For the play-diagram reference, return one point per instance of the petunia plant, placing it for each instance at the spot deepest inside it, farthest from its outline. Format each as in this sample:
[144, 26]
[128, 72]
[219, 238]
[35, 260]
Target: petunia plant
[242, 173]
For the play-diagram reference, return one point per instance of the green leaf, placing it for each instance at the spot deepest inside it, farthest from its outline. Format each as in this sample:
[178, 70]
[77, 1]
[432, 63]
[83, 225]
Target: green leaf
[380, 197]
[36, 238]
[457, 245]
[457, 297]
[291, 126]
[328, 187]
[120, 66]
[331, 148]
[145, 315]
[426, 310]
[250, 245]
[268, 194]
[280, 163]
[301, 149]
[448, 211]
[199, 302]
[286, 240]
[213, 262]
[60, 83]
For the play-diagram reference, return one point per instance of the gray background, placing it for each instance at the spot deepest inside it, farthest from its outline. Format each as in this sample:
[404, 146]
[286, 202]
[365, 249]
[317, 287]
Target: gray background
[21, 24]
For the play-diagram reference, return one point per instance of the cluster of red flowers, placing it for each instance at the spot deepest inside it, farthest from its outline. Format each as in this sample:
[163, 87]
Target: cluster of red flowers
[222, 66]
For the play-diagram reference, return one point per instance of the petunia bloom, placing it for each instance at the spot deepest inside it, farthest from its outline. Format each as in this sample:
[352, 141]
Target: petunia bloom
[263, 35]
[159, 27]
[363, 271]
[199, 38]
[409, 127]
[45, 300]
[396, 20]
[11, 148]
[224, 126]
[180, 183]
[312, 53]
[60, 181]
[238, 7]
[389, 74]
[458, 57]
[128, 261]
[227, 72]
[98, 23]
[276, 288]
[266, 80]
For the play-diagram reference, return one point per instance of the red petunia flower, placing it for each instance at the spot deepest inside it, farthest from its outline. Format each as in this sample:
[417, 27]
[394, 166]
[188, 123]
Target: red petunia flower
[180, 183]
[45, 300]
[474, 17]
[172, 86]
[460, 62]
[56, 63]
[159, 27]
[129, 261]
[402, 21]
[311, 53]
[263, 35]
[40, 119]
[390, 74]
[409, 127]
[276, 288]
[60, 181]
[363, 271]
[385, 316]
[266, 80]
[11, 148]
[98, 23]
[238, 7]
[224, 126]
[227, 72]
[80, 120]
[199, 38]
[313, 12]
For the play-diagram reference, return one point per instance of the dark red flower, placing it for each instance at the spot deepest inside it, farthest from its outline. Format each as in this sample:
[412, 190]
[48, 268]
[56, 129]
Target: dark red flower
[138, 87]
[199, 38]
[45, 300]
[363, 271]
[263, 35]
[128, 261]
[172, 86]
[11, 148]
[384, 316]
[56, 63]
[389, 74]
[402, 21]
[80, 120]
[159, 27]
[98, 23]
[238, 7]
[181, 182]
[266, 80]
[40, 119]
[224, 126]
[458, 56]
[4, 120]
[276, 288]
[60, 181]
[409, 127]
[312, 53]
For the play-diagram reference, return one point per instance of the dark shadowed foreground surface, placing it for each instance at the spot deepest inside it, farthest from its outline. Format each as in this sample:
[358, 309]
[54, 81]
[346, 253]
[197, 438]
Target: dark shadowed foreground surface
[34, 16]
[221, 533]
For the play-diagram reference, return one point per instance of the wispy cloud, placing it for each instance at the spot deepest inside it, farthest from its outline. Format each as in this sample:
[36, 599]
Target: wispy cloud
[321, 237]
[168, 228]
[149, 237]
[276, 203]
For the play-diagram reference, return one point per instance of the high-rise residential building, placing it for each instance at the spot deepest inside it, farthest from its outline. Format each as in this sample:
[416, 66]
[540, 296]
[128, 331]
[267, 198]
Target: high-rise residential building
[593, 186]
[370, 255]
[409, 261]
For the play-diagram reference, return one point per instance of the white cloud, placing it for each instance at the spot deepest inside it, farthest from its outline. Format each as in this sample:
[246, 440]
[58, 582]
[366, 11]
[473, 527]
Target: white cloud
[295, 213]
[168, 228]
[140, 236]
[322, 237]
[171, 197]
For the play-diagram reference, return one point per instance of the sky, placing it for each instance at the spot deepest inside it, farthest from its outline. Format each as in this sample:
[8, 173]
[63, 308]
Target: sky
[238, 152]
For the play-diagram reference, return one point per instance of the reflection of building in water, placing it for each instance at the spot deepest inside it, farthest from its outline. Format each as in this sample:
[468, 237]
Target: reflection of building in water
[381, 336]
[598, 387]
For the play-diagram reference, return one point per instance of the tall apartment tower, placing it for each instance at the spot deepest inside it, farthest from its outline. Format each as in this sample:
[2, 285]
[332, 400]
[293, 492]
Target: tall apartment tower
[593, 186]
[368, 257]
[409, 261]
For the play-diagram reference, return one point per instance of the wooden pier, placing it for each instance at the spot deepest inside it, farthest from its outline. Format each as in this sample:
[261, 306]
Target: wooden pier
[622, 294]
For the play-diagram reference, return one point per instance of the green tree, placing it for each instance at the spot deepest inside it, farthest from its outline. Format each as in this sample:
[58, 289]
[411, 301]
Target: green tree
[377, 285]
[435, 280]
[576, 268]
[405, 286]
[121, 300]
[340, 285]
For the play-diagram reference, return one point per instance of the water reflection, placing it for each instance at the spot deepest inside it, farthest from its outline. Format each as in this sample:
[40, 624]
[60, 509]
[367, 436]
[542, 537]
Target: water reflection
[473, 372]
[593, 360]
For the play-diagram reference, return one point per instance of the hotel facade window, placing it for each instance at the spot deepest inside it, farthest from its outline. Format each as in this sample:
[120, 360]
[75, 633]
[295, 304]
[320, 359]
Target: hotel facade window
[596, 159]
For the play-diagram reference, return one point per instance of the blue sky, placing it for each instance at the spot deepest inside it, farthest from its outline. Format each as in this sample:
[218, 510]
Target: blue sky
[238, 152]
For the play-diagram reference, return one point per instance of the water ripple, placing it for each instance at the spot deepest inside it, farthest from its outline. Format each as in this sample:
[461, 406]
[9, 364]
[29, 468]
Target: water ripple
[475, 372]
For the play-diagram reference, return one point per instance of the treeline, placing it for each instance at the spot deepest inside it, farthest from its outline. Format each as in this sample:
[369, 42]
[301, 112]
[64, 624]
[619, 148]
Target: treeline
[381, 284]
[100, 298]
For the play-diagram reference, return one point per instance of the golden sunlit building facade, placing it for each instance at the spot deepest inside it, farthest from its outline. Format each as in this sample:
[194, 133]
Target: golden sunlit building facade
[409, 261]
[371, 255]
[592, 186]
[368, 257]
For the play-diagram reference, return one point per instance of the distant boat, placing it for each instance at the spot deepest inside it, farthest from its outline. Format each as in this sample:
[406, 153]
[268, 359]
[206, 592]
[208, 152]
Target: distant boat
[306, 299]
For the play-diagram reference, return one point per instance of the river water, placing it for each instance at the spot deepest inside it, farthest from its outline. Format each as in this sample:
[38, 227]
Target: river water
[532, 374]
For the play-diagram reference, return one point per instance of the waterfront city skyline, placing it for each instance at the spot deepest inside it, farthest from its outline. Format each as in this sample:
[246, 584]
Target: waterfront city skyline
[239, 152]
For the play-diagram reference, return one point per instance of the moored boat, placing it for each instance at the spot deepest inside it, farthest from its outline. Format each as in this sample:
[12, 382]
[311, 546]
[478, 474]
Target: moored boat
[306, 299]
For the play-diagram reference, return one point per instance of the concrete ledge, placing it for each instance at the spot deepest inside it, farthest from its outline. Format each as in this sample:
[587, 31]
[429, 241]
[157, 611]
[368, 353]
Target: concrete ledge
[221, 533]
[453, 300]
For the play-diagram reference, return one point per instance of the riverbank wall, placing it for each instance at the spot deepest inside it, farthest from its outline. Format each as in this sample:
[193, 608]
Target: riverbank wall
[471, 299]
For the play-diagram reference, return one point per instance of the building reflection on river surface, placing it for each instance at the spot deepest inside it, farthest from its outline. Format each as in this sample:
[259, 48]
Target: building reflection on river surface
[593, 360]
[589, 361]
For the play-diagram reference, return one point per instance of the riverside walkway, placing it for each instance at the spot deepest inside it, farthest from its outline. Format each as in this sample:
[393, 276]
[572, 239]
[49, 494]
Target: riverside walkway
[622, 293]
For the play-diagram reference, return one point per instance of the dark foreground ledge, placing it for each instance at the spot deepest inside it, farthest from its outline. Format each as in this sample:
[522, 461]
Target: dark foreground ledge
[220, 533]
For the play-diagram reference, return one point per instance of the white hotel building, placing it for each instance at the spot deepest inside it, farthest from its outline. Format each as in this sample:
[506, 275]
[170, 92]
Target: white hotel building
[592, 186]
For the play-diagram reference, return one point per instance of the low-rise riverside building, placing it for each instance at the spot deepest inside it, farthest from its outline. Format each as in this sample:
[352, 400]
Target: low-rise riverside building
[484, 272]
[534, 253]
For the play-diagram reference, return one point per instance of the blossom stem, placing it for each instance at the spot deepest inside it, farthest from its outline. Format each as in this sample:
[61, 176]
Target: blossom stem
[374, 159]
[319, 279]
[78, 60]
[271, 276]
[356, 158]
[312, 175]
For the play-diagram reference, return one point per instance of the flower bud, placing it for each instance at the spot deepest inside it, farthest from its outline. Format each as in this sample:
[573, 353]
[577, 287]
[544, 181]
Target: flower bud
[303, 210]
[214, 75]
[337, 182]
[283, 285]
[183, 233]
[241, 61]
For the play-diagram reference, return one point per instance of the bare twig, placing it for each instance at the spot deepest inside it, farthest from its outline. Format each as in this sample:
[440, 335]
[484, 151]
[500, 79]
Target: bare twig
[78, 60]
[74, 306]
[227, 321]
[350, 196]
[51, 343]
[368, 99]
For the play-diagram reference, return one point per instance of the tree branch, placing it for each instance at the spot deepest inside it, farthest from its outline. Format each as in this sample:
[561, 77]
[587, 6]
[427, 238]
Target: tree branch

---+---

▶ **SET PROBLEM**:
Exactly as written, give the line containing "the dark foreground" and all remaining lines of the records.

▶ **OUTPUT OF THE EXERCISE**:
For the play-diagram reference, return one point per instance of the dark foreground ledge, placing it for each instance at the spot deepest inside it, farthest from its outline. Format each as in this sample:
[522, 461]
Target: dark foreground ledge
[220, 533]
For the play-diagram reference, return one point per instance of the white hotel building, placing it for each instance at the spot deepest inside it, farthest from its outline. Format each as in this sample:
[506, 275]
[170, 92]
Target: white hotel building
[592, 186]
For the play-diagram reference, return one point per instance of the low-rise riverside building, placing it for each instance at the spot deepest inside it, farthest from its outline. Format each as in this sample:
[352, 400]
Target: low-rise riverside building
[484, 272]
[534, 253]
For the play-diagram reference, return one point per instance of the blossom stem, placing it for each instance at the spot deepest inside it, farthest from its outline. Format each as in this sample:
[61, 176]
Target: blossom stem
[374, 159]
[319, 279]
[78, 60]
[271, 276]
[356, 158]
[312, 175]
For the play-diagram reference, return one point per instance of the flower bud, placing it for each instance at the spot deepest inside it, farthest from its outline. Format each as in this sample:
[573, 353]
[577, 287]
[544, 181]
Target: flower bud
[303, 210]
[214, 75]
[337, 182]
[283, 285]
[183, 233]
[241, 61]
For the play-diagram reference, return one point per instance of the bare twig, placing it for each instance at the spot deepest inside it, farthest from its outline. Format each as in this sample:
[440, 335]
[484, 151]
[500, 79]
Target: bare twig
[78, 60]
[74, 306]
[227, 321]
[350, 196]
[51, 343]
[368, 99]
For the play-diagram reference, return one point per instance of the tree branch, placing it for each instance at the spot deepest inside it, farthest from its outline. Format each as in this sample:
[561, 77]
[587, 6]
[427, 238]
Target: tree branch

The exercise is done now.